*** Provided records

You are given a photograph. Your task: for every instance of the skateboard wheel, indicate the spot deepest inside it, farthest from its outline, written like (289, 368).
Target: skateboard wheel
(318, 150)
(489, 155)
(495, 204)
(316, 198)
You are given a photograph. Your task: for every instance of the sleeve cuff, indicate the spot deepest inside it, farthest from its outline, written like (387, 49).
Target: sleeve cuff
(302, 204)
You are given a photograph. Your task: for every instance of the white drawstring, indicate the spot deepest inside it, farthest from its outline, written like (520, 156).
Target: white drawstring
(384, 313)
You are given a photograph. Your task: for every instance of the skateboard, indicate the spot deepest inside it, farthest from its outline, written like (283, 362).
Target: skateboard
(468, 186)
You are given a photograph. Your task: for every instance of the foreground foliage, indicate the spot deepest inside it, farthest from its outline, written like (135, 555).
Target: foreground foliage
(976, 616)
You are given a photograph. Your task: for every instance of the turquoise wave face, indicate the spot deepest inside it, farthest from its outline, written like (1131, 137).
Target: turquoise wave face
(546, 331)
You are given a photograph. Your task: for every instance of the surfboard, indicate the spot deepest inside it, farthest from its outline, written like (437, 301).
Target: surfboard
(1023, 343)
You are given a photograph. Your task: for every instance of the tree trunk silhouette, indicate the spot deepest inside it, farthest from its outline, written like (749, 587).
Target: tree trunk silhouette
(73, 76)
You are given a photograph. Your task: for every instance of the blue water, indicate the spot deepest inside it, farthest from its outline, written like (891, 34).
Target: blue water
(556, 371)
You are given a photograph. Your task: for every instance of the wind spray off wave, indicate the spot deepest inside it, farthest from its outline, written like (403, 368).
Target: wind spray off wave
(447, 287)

******
*** Provided records

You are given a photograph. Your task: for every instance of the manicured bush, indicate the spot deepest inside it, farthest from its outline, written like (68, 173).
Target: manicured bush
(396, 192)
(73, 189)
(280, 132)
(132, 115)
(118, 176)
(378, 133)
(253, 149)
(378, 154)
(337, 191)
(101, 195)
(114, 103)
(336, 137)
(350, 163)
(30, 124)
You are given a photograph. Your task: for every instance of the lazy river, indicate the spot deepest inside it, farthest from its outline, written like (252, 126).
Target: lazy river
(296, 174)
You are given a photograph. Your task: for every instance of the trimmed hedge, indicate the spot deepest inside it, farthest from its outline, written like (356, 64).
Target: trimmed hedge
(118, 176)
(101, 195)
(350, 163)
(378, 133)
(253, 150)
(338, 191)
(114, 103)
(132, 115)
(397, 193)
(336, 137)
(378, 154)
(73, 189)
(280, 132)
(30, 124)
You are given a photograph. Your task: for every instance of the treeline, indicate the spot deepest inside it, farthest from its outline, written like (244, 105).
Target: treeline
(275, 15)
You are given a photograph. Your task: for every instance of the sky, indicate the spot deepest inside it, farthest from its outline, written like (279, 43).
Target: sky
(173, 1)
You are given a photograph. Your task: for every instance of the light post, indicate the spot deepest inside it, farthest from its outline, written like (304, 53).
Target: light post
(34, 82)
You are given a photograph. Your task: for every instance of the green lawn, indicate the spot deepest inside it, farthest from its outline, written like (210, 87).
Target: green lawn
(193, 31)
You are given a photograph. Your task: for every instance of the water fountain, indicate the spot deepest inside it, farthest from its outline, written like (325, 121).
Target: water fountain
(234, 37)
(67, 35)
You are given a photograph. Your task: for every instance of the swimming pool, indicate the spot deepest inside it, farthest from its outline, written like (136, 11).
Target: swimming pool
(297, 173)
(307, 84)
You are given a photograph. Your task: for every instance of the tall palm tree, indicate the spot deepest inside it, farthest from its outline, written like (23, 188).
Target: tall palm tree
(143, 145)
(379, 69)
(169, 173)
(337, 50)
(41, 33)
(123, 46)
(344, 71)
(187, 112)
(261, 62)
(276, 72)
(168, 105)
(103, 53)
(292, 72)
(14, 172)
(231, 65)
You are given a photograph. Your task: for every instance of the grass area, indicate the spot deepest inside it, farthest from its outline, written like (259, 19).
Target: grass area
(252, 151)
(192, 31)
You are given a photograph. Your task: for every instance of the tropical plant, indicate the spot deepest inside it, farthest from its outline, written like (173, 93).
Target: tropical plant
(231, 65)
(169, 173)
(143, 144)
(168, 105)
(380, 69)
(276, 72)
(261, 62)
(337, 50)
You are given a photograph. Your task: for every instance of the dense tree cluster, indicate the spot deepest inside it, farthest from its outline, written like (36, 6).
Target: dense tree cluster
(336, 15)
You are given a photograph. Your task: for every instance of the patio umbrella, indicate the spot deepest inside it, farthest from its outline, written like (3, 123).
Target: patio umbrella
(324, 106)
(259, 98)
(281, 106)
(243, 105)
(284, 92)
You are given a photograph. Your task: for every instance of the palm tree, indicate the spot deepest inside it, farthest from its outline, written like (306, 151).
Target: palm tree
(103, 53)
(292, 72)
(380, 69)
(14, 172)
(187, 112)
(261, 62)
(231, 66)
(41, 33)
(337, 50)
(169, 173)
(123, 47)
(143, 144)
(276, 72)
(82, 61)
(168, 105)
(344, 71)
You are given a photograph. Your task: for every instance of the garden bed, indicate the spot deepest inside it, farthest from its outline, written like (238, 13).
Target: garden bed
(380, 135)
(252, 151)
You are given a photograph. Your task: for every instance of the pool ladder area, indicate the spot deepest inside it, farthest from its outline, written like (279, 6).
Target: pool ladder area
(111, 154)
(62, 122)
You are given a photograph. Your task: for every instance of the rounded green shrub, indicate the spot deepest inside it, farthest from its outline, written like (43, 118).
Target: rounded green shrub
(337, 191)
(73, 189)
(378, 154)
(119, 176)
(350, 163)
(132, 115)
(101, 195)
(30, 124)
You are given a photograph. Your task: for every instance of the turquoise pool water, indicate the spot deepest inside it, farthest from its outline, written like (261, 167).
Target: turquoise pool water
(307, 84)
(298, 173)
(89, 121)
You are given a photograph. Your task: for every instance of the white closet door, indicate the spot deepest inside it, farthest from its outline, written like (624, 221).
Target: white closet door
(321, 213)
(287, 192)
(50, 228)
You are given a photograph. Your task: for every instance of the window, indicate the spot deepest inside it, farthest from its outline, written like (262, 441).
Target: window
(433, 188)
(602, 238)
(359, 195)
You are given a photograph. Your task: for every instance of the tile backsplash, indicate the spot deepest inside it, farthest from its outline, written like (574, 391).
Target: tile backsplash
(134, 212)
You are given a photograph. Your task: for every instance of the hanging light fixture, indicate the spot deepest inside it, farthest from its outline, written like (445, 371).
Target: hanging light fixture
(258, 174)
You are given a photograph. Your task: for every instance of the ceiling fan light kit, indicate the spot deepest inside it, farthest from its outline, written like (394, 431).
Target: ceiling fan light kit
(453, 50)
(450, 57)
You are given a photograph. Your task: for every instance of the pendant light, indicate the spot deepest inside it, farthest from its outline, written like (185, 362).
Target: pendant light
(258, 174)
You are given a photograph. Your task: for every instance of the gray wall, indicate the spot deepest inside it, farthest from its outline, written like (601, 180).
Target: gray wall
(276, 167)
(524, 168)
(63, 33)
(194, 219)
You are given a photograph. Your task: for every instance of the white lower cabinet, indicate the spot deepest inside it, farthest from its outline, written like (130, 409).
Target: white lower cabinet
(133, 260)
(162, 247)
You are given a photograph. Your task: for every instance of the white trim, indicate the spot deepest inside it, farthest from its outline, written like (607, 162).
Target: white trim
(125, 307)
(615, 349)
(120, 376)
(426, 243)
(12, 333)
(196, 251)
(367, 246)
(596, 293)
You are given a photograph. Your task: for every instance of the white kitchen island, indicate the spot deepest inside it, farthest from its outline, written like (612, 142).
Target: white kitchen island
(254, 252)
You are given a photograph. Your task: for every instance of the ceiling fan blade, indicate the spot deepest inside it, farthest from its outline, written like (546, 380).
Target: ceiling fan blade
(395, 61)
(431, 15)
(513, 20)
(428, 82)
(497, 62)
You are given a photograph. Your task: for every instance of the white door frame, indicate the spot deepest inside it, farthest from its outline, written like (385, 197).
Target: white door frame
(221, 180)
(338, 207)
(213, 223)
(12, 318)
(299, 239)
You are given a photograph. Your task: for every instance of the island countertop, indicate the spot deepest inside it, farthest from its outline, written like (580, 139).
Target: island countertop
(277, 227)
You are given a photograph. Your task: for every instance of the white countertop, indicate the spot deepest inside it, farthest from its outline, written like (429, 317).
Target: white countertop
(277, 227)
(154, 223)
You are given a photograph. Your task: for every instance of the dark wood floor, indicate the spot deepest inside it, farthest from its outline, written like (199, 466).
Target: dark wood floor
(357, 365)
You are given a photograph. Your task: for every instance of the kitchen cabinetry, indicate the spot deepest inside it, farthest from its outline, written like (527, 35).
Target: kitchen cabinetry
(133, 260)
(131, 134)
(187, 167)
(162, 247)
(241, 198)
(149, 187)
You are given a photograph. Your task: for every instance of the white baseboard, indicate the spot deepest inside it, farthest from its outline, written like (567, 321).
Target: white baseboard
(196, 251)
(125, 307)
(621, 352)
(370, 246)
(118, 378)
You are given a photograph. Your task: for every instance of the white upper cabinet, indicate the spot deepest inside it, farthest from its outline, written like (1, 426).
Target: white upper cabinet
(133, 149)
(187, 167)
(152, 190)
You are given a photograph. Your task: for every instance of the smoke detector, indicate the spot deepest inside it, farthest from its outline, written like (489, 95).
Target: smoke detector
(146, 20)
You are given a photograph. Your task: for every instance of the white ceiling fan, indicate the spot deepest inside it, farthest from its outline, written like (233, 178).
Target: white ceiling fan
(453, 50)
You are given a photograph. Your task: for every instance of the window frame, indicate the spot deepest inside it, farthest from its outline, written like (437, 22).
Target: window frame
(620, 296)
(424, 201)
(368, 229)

******

*Task to carry out:* Out of the data above, transcribe exactly and only the lines starting with the line that has "like (199, 466)." and going on through the line that has "like (527, 35).", both included.

*Answer area:*
You are given a photograph. Your task: for every instance of the dark wood floor, indicate the spot deepest inside it, farthest from its outline, written like (199, 466).
Target: dark wood floor
(357, 365)
You are given a photograph. Your task: for every instance of the kitchen cabinetry, indicate the spot deepest inside it, farthest from its outline, written like (527, 35).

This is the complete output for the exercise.